*** Opening of EXERCISE INPUT ***

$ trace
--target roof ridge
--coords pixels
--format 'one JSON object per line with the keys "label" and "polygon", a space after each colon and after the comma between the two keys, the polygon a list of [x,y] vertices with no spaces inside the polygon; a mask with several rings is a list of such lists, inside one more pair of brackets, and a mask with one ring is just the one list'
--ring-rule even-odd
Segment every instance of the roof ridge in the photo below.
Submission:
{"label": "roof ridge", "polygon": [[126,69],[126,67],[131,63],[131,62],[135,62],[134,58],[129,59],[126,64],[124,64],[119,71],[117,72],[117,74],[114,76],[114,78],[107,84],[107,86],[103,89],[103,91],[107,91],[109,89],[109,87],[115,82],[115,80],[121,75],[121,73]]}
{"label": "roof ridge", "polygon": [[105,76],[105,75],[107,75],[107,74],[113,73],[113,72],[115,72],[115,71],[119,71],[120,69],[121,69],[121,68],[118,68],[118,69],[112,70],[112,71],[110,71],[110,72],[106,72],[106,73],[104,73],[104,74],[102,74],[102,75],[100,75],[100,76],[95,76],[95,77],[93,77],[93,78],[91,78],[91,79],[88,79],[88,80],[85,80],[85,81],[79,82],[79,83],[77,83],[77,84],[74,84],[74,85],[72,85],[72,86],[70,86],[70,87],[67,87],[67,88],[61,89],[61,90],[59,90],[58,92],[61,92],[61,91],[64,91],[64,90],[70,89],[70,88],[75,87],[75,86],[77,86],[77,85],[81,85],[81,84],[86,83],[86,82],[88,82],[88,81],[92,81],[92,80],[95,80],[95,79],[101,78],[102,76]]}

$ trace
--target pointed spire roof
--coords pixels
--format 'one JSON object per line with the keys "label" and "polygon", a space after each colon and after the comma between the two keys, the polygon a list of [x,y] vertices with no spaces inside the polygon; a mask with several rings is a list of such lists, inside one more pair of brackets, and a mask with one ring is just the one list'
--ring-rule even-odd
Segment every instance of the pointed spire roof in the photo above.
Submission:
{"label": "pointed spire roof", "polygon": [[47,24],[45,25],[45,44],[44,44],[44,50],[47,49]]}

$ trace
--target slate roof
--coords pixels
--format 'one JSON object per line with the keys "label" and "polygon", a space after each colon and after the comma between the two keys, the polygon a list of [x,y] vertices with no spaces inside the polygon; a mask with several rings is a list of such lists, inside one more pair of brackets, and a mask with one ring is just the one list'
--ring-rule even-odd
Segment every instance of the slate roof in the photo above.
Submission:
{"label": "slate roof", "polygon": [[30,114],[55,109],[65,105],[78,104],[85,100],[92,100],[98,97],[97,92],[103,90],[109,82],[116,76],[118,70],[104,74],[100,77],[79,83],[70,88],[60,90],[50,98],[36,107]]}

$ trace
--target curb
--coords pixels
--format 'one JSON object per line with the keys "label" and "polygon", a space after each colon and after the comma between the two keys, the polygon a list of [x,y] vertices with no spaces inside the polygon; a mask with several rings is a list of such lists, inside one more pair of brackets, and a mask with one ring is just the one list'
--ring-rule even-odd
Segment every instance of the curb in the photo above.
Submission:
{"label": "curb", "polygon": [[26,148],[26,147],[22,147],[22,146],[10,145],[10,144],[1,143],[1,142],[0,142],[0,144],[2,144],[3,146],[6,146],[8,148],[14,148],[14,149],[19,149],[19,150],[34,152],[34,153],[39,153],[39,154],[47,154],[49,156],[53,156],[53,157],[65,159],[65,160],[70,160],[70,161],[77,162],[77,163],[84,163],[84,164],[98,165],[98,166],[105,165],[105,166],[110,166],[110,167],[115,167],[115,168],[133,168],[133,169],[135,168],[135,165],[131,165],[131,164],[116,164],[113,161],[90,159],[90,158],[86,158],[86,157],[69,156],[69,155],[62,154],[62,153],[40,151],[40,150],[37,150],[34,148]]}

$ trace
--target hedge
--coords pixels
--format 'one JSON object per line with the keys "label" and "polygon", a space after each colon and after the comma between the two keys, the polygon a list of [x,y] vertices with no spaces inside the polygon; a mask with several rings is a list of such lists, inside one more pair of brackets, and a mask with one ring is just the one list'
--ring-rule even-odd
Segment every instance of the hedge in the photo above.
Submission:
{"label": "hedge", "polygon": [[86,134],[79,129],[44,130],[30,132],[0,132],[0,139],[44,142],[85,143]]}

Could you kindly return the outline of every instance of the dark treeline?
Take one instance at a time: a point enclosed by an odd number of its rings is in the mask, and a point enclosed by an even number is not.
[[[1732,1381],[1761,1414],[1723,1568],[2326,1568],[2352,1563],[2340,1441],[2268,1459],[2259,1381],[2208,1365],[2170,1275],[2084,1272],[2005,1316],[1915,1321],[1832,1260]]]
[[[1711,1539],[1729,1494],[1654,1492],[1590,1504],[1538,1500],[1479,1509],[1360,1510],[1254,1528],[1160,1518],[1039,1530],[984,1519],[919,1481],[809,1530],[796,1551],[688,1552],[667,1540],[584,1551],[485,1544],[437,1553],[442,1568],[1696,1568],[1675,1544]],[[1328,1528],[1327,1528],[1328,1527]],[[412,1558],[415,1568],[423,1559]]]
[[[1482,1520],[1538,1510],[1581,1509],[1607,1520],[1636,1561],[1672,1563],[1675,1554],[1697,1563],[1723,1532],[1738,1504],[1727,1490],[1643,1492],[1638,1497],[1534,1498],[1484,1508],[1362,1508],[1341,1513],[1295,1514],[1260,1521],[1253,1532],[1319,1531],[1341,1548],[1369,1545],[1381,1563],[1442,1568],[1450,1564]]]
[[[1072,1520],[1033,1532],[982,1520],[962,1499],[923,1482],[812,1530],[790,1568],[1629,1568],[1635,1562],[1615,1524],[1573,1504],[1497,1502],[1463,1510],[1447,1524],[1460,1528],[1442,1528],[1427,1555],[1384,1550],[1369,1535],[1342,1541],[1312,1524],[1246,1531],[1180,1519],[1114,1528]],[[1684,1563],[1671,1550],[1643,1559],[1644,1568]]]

*** Close of EXERCISE INPUT ***

▸ **WORK INSTRUCTION**: Please reproduce all of the records exactly as they stand.

▸ **RESPONSE**:
$ trace
--target roof ridge
--coords pixels
--format 'one JSON object per line with the keys "label" and "polygon", a space after each colon and after the comma between the two keys, the polygon a list of [x,y] vertices with no spaces inside the polygon; a mask with several rings is a list of such lists, inside one more pair of brackets, and a mask with one ring is just the one list'
--ring-rule even-odd
Segment every instance of the roof ridge in the photo below.
Submission:
{"label": "roof ridge", "polygon": [[126,69],[126,67],[131,63],[131,62],[135,62],[134,58],[129,59],[126,64],[124,64],[119,71],[117,72],[117,74],[114,76],[114,78],[107,84],[107,86],[103,89],[103,91],[107,91],[109,89],[109,87],[115,82],[115,80],[121,75],[121,73]]}
{"label": "roof ridge", "polygon": [[105,76],[105,75],[107,75],[107,74],[113,73],[113,72],[115,72],[115,71],[119,71],[120,69],[121,69],[121,68],[118,68],[118,69],[112,70],[112,71],[110,71],[110,72],[106,72],[106,73],[104,73],[104,74],[102,74],[102,75],[100,75],[100,76],[95,76],[95,77],[93,77],[93,78],[91,78],[91,79],[88,79],[88,80],[85,80],[85,81],[79,82],[79,83],[77,83],[77,84],[74,84],[74,85],[72,85],[72,86],[70,86],[70,87],[67,87],[67,88],[61,89],[61,90],[59,90],[58,92],[61,92],[61,91],[64,91],[64,90],[70,89],[70,88],[75,87],[75,86],[77,86],[77,85],[81,85],[81,84],[86,83],[86,82],[88,82],[88,81],[92,81],[92,80],[95,80],[95,79],[101,78],[102,76]]}

$ trace
--target pointed spire roof
--coords pixels
--format 'one JSON object per line with the keys "label" and "polygon", a space after each colon and after the comma between the two keys, the polygon a list of [x,y] vertices with no spaces inside the polygon; a mask with several rings is a list of such lists, inside one more pair of brackets, and a mask with one ring is just the one list'
--ring-rule even-odd
Segment every instance of the pointed spire roof in the photo above.
Submission:
{"label": "pointed spire roof", "polygon": [[47,24],[45,25],[45,44],[44,44],[44,50],[47,49]]}

$ trace
--target slate roof
--coords pixels
--format 'one JSON object per line with the keys "label" and "polygon", a space after each colon and after the comma between the two keys, the polygon a list of [x,y] vertices with no spaces inside the polygon; a mask with several rings is a list of such lists, inside one more pair of brackets, and a mask with one ring is just the one list'
--ring-rule even-odd
Segment every instance of the slate roof in the photo above.
Submission:
{"label": "slate roof", "polygon": [[30,114],[55,109],[65,105],[78,104],[85,100],[92,100],[98,97],[97,92],[103,90],[109,82],[116,76],[118,70],[104,74],[100,77],[79,83],[70,88],[60,90],[50,98],[36,107]]}

$ trace
--target curb
--coords pixels
--format 'one JSON object per line with the keys "label" and "polygon", a space after each colon and after the comma between the two keys, the polygon a list of [x,y] vertices with no spaces inside the polygon; a mask with several rings is a list of such lists, inside one more pair of brackets, and a mask with one ring is just the one list'
--ring-rule even-odd
Segment every instance of the curb in the photo above.
Submission:
{"label": "curb", "polygon": [[26,148],[26,147],[22,147],[22,146],[10,145],[10,144],[1,143],[1,142],[0,142],[0,144],[2,144],[3,146],[6,146],[8,148],[14,148],[14,149],[19,149],[19,150],[34,152],[34,153],[39,153],[39,154],[47,154],[49,156],[53,156],[53,157],[65,159],[65,160],[70,160],[70,161],[77,162],[77,163],[84,163],[84,164],[98,165],[98,166],[105,165],[105,166],[110,166],[110,167],[115,167],[115,168],[133,168],[133,169],[135,168],[135,165],[131,165],[131,164],[116,164],[113,161],[90,159],[90,158],[86,158],[86,157],[69,156],[69,155],[62,154],[62,153],[40,151],[40,150],[37,150],[34,148]]}

$ trace
--target hedge
--coords pixels
--format 'one JSON object per line with the keys "label" and "polygon", a space after each colon and after the comma between the two keys, the polygon a list of [x,y] vertices with no spaces inside the polygon; a mask with several rings is a list of such lists, inside one more pair of brackets, and a mask with one ring is just the one list'
--ring-rule even-odd
Segment every instance of the hedge in the photo above.
Submission:
{"label": "hedge", "polygon": [[86,134],[79,129],[44,130],[30,132],[0,132],[0,139],[44,142],[85,143]]}

Could you kindly return the outline of every instance of the dark treeline?
Take one instance at a time: a point enclosed by an odd number of its rings is in the mask, and a point enclosed by an even number is not.
[[[1732,1381],[1761,1414],[1723,1568],[2326,1568],[2352,1563],[2340,1441],[2268,1459],[2259,1381],[2208,1365],[2170,1275],[2084,1272],[2005,1316],[1915,1321],[1832,1260]]]
[[[1711,1539],[1729,1494],[1654,1492],[1590,1504],[1538,1500],[1479,1509],[1360,1510],[1254,1528],[1160,1518],[1039,1530],[984,1519],[919,1481],[809,1530],[796,1551],[688,1552],[667,1540],[584,1551],[485,1544],[437,1553],[442,1568],[1696,1568],[1675,1544]],[[1328,1528],[1327,1528],[1328,1527]],[[412,1558],[415,1568],[423,1559]]]
[[[1482,1520],[1538,1510],[1581,1509],[1607,1520],[1636,1561],[1672,1563],[1675,1554],[1697,1563],[1723,1532],[1738,1504],[1727,1490],[1643,1492],[1638,1497],[1534,1498],[1484,1508],[1362,1508],[1341,1513],[1295,1514],[1260,1521],[1253,1532],[1319,1531],[1341,1548],[1369,1545],[1381,1563],[1442,1568],[1450,1564]]]
[[[1072,1520],[1033,1532],[982,1520],[962,1499],[923,1482],[812,1530],[790,1568],[1629,1568],[1635,1562],[1615,1524],[1573,1504],[1497,1502],[1463,1510],[1447,1524],[1460,1528],[1442,1528],[1427,1555],[1384,1550],[1369,1535],[1342,1541],[1312,1524],[1246,1531],[1180,1519],[1114,1528]],[[1684,1563],[1671,1550],[1643,1559],[1644,1568]]]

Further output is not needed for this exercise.